RAW DATA:
● ● ● ● ● ● ●
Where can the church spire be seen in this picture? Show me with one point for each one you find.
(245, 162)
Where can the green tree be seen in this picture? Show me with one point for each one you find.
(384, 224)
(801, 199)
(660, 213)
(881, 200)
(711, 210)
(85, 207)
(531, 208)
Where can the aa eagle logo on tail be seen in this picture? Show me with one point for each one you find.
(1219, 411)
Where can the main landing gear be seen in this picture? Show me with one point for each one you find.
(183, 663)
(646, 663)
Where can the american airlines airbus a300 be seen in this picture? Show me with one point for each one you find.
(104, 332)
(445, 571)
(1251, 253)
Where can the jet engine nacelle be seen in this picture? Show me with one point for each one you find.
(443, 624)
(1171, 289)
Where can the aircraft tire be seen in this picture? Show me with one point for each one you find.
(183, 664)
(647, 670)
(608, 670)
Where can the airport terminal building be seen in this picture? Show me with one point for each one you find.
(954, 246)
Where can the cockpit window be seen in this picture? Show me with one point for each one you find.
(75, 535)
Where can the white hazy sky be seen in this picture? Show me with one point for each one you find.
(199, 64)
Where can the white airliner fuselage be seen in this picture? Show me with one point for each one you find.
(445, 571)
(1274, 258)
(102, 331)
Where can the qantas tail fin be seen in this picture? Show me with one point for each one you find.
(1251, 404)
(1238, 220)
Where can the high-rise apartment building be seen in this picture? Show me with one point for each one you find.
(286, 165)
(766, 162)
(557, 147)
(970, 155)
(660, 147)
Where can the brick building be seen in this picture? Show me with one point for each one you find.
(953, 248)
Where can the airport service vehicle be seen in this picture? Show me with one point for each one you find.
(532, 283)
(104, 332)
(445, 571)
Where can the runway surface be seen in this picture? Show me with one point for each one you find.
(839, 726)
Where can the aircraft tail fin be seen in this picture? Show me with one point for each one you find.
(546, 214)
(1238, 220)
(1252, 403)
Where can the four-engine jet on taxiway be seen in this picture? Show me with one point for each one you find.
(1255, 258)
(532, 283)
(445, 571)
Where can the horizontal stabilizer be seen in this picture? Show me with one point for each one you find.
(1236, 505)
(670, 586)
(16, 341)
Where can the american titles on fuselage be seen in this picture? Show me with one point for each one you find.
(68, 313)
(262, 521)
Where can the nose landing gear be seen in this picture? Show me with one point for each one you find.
● ● ● ● ● ● ●
GOAL OF THE EXERCISE:
Set out all the entries above as a numbered list, omitting any blank lines.

TASK SOLUTION:
1. Where can the church spire be seen in this picture? Show me with one point for each one you find.
2. (245, 162)
3. Where can the green tree be seen in this picture? Show me with one point for each one you find.
4. (384, 224)
5. (801, 199)
6. (660, 213)
7. (881, 200)
8. (711, 210)
9. (85, 207)
10. (531, 208)
11. Where can the aa eagle logo on tail be seen in this picture? Show me with one point for each one you find.
12. (1219, 411)
13. Where can the main landing gear be seen in this picture? Show me with one point for each one you find.
14. (183, 663)
15. (646, 663)
16. Where can the american airlines airbus a300 be seen in this picture? Show me with one point for each one you find.
17. (104, 332)
18. (445, 571)
19. (1251, 253)
20. Where can the jet engine nacelle be seen in this picture? Show me with one point for each one you find.
21. (443, 624)
22. (1171, 289)
23. Where can the aircraft tire be seen in this picture? Show me with one point for each one you find.
24. (183, 664)
25. (647, 670)
26. (608, 670)
27. Where can the airport terminal building be seen in this picture? Show me with one point for each one you find.
28. (954, 246)
29. Where can the cockpit window be seen in this picture? Show me with one point for each one you find.
30. (75, 535)
31. Where can the white hazy sky be seen in this picture? Show me with one point for each one you find.
32. (199, 64)
33. Where can the white airliner fuselage be seen in this picture? Show me with one point for each one you find.
34. (445, 571)
35. (1274, 258)
36. (102, 331)
37. Where can the qantas tail fin be seen in this picture? Show me with one point for each one you find.
38. (1251, 404)
39. (1238, 220)
40. Where can the high-rise apartment building be seen in this picture? Show me with one point for each one you find.
41. (286, 165)
42. (766, 162)
43. (557, 147)
44. (970, 155)
45. (660, 147)
46. Where can the brick building be seen in this picture? Show me with one point for each one you find.
47. (953, 248)
48. Where can the airport service vehicle be seen in this picture? Show me with one point for each one you find.
49. (532, 283)
50. (104, 332)
51. (445, 571)
52. Where can the runway surface be seen in this picture? Show me with one point for each one you find.
53. (839, 726)
54. Where can the aircraft tail fin be seen in this picture? Show me with one point for each one you find.
55. (546, 214)
56. (1238, 220)
57. (1252, 403)
58. Where can the four-engine jet on taxiway be seen in this picture? Show me with one point for each one you find.
59. (1255, 258)
60. (532, 283)
61. (445, 571)
62. Where can the horizontal stabilizer be seen in this picture? Show me with one point for each one you find.
63. (1236, 505)
64. (670, 586)
65. (16, 341)
66. Where can the american titles on fuselage be seen in this picture? Show me with one point for each one you find.
67. (68, 313)
68. (262, 521)
69. Where can the nose landing gear be seen in this picture? Show me with one point for each one you find.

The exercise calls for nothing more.